(Dataset excerpts on object pointing)
-*-*-

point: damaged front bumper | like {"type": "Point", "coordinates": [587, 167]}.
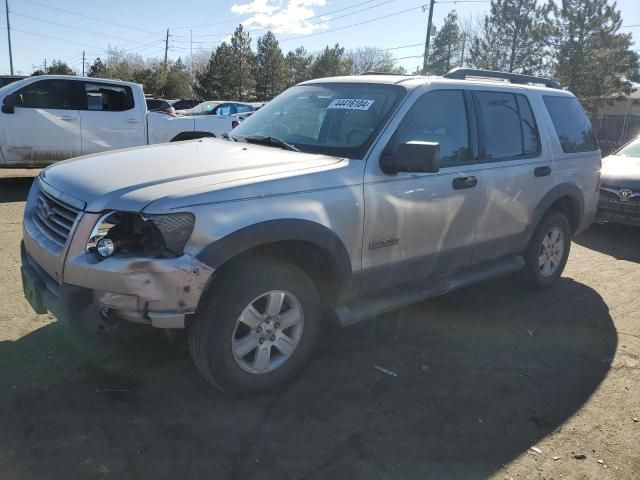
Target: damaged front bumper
{"type": "Point", "coordinates": [157, 291]}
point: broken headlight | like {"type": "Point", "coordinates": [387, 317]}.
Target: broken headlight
{"type": "Point", "coordinates": [133, 234]}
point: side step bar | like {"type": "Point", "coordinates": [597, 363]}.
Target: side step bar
{"type": "Point", "coordinates": [368, 307]}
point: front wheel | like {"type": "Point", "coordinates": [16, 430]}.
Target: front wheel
{"type": "Point", "coordinates": [547, 253]}
{"type": "Point", "coordinates": [256, 326]}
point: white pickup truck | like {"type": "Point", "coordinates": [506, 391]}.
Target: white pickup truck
{"type": "Point", "coordinates": [49, 118]}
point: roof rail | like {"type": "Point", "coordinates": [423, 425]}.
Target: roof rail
{"type": "Point", "coordinates": [463, 73]}
{"type": "Point", "coordinates": [382, 73]}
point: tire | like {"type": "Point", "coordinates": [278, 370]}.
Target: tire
{"type": "Point", "coordinates": [538, 274]}
{"type": "Point", "coordinates": [216, 333]}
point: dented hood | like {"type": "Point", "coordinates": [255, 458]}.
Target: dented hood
{"type": "Point", "coordinates": [169, 174]}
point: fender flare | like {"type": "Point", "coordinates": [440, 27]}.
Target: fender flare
{"type": "Point", "coordinates": [556, 193]}
{"type": "Point", "coordinates": [217, 253]}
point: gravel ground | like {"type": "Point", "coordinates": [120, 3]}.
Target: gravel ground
{"type": "Point", "coordinates": [491, 383]}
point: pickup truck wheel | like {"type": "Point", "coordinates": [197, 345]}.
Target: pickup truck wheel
{"type": "Point", "coordinates": [256, 326]}
{"type": "Point", "coordinates": [547, 252]}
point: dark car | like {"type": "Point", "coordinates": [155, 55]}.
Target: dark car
{"type": "Point", "coordinates": [160, 105]}
{"type": "Point", "coordinates": [184, 103]}
{"type": "Point", "coordinates": [620, 188]}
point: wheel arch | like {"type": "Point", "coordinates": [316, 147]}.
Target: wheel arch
{"type": "Point", "coordinates": [565, 197]}
{"type": "Point", "coordinates": [312, 247]}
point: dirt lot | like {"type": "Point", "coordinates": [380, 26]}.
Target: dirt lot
{"type": "Point", "coordinates": [483, 375]}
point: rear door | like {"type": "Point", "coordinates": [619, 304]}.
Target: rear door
{"type": "Point", "coordinates": [110, 118]}
{"type": "Point", "coordinates": [46, 127]}
{"type": "Point", "coordinates": [517, 170]}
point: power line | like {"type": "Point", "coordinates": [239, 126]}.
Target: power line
{"type": "Point", "coordinates": [75, 28]}
{"type": "Point", "coordinates": [69, 12]}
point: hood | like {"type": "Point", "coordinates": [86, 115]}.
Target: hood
{"type": "Point", "coordinates": [621, 171]}
{"type": "Point", "coordinates": [133, 178]}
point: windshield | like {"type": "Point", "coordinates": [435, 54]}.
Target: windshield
{"type": "Point", "coordinates": [631, 149]}
{"type": "Point", "coordinates": [333, 119]}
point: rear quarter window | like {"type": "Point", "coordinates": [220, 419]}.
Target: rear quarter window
{"type": "Point", "coordinates": [571, 124]}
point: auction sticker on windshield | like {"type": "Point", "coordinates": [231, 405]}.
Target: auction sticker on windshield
{"type": "Point", "coordinates": [351, 104]}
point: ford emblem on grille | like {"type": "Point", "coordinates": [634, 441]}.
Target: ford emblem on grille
{"type": "Point", "coordinates": [625, 194]}
{"type": "Point", "coordinates": [45, 210]}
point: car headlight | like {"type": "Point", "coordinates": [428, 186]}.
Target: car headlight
{"type": "Point", "coordinates": [134, 234]}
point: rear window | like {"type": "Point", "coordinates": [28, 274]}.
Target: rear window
{"type": "Point", "coordinates": [108, 98]}
{"type": "Point", "coordinates": [571, 123]}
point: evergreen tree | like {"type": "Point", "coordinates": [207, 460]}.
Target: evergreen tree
{"type": "Point", "coordinates": [446, 47]}
{"type": "Point", "coordinates": [513, 38]}
{"type": "Point", "coordinates": [243, 59]}
{"type": "Point", "coordinates": [593, 58]}
{"type": "Point", "coordinates": [58, 67]}
{"type": "Point", "coordinates": [331, 62]}
{"type": "Point", "coordinates": [298, 65]}
{"type": "Point", "coordinates": [270, 68]}
{"type": "Point", "coordinates": [370, 59]}
{"type": "Point", "coordinates": [97, 69]}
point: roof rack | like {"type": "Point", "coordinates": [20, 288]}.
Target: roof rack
{"type": "Point", "coordinates": [463, 73]}
{"type": "Point", "coordinates": [383, 73]}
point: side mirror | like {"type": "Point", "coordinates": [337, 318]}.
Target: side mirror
{"type": "Point", "coordinates": [414, 156]}
{"type": "Point", "coordinates": [10, 102]}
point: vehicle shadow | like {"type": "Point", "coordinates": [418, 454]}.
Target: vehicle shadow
{"type": "Point", "coordinates": [471, 381]}
{"type": "Point", "coordinates": [15, 189]}
{"type": "Point", "coordinates": [619, 241]}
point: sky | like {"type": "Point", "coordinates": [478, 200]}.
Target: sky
{"type": "Point", "coordinates": [63, 29]}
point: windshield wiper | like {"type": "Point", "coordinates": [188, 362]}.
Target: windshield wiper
{"type": "Point", "coordinates": [272, 141]}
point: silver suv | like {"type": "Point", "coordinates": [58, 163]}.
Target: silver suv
{"type": "Point", "coordinates": [341, 199]}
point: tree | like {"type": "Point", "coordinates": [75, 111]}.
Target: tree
{"type": "Point", "coordinates": [97, 69]}
{"type": "Point", "coordinates": [331, 62]}
{"type": "Point", "coordinates": [298, 65]}
{"type": "Point", "coordinates": [270, 68]}
{"type": "Point", "coordinates": [594, 60]}
{"type": "Point", "coordinates": [178, 80]}
{"type": "Point", "coordinates": [446, 47]}
{"type": "Point", "coordinates": [513, 37]}
{"type": "Point", "coordinates": [369, 59]}
{"type": "Point", "coordinates": [242, 75]}
{"type": "Point", "coordinates": [58, 67]}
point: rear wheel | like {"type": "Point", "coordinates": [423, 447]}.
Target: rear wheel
{"type": "Point", "coordinates": [547, 253]}
{"type": "Point", "coordinates": [256, 326]}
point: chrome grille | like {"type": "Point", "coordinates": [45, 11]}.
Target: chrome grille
{"type": "Point", "coordinates": [53, 218]}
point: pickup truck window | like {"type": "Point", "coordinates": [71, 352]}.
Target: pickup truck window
{"type": "Point", "coordinates": [53, 94]}
{"type": "Point", "coordinates": [339, 119]}
{"type": "Point", "coordinates": [107, 98]}
{"type": "Point", "coordinates": [439, 116]}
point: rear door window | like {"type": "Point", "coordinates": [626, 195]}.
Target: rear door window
{"type": "Point", "coordinates": [507, 124]}
{"type": "Point", "coordinates": [107, 98]}
{"type": "Point", "coordinates": [571, 123]}
{"type": "Point", "coordinates": [51, 94]}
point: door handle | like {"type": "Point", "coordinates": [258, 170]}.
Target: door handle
{"type": "Point", "coordinates": [542, 171]}
{"type": "Point", "coordinates": [464, 182]}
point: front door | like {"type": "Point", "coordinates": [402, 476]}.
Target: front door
{"type": "Point", "coordinates": [421, 226]}
{"type": "Point", "coordinates": [45, 128]}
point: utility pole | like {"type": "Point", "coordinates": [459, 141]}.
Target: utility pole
{"type": "Point", "coordinates": [426, 43]}
{"type": "Point", "coordinates": [166, 49]}
{"type": "Point", "coordinates": [6, 5]}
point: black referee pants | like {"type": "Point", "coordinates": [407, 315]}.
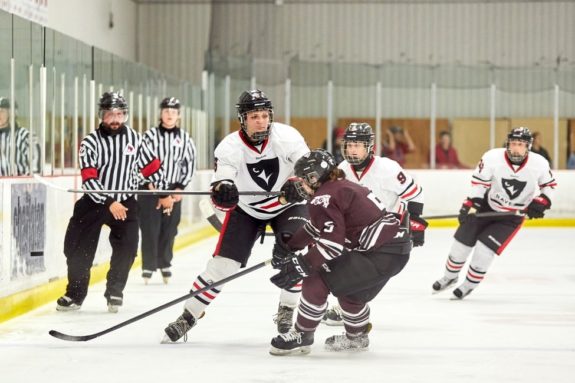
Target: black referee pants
{"type": "Point", "coordinates": [81, 242]}
{"type": "Point", "coordinates": [158, 233]}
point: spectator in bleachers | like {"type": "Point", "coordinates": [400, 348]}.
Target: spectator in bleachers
{"type": "Point", "coordinates": [399, 144]}
{"type": "Point", "coordinates": [445, 154]}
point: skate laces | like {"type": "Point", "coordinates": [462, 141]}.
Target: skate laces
{"type": "Point", "coordinates": [283, 315]}
{"type": "Point", "coordinates": [293, 335]}
{"type": "Point", "coordinates": [335, 312]}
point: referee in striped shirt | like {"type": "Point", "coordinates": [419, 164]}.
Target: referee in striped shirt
{"type": "Point", "coordinates": [21, 137]}
{"type": "Point", "coordinates": [175, 149]}
{"type": "Point", "coordinates": [111, 158]}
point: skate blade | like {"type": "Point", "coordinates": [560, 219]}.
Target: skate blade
{"type": "Point", "coordinates": [354, 349]}
{"type": "Point", "coordinates": [304, 350]}
{"type": "Point", "coordinates": [166, 340]}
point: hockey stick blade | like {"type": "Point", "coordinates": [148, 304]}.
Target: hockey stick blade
{"type": "Point", "coordinates": [166, 192]}
{"type": "Point", "coordinates": [84, 338]}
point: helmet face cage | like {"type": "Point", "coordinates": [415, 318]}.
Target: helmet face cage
{"type": "Point", "coordinates": [358, 132]}
{"type": "Point", "coordinates": [313, 169]}
{"type": "Point", "coordinates": [519, 134]}
{"type": "Point", "coordinates": [252, 101]}
{"type": "Point", "coordinates": [170, 103]}
{"type": "Point", "coordinates": [111, 101]}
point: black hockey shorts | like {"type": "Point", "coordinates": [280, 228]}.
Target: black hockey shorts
{"type": "Point", "coordinates": [240, 231]}
{"type": "Point", "coordinates": [360, 276]}
{"type": "Point", "coordinates": [495, 233]}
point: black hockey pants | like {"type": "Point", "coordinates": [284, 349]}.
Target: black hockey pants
{"type": "Point", "coordinates": [81, 242]}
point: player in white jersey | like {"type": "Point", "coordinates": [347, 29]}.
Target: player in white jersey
{"type": "Point", "coordinates": [509, 179]}
{"type": "Point", "coordinates": [395, 188]}
{"type": "Point", "coordinates": [258, 157]}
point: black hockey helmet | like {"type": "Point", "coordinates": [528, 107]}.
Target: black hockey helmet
{"type": "Point", "coordinates": [252, 100]}
{"type": "Point", "coordinates": [519, 134]}
{"type": "Point", "coordinates": [358, 132]}
{"type": "Point", "coordinates": [111, 101]}
{"type": "Point", "coordinates": [170, 103]}
{"type": "Point", "coordinates": [314, 168]}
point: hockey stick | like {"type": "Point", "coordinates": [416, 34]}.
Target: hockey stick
{"type": "Point", "coordinates": [166, 192]}
{"type": "Point", "coordinates": [488, 214]}
{"type": "Point", "coordinates": [83, 338]}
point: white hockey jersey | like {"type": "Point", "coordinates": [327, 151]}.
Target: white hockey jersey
{"type": "Point", "coordinates": [263, 168]}
{"type": "Point", "coordinates": [389, 182]}
{"type": "Point", "coordinates": [511, 187]}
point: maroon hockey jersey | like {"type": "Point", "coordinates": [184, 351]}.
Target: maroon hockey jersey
{"type": "Point", "coordinates": [344, 216]}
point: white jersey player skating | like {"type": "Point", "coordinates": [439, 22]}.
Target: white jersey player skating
{"type": "Point", "coordinates": [259, 157]}
{"type": "Point", "coordinates": [393, 187]}
{"type": "Point", "coordinates": [507, 179]}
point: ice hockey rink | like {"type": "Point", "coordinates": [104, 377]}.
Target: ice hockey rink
{"type": "Point", "coordinates": [517, 326]}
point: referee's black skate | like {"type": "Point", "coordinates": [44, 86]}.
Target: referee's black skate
{"type": "Point", "coordinates": [166, 274]}
{"type": "Point", "coordinates": [442, 284]}
{"type": "Point", "coordinates": [180, 327]}
{"type": "Point", "coordinates": [349, 342]}
{"type": "Point", "coordinates": [461, 292]}
{"type": "Point", "coordinates": [293, 342]}
{"type": "Point", "coordinates": [284, 318]}
{"type": "Point", "coordinates": [65, 303]}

-*-*-

> **Given exercise**:
Output exactly the lines from the one containing "point: white jersey" through the last line of the entries, both ends included.

> **Response to the task**:
point: white jersey player skating | like {"type": "Point", "coordinates": [439, 22]}.
Target: white jersey player skating
{"type": "Point", "coordinates": [259, 157]}
{"type": "Point", "coordinates": [393, 187]}
{"type": "Point", "coordinates": [507, 179]}
point: ice hockey rink | like {"type": "Point", "coordinates": [104, 377]}.
Target: ice hockey rink
{"type": "Point", "coordinates": [517, 326]}
point: referee's black skate | like {"type": "Point", "coordinates": [44, 86]}.
Target: referee's black skate
{"type": "Point", "coordinates": [166, 274]}
{"type": "Point", "coordinates": [442, 284]}
{"type": "Point", "coordinates": [180, 327]}
{"type": "Point", "coordinates": [349, 342]}
{"type": "Point", "coordinates": [461, 292]}
{"type": "Point", "coordinates": [293, 342]}
{"type": "Point", "coordinates": [284, 318]}
{"type": "Point", "coordinates": [65, 303]}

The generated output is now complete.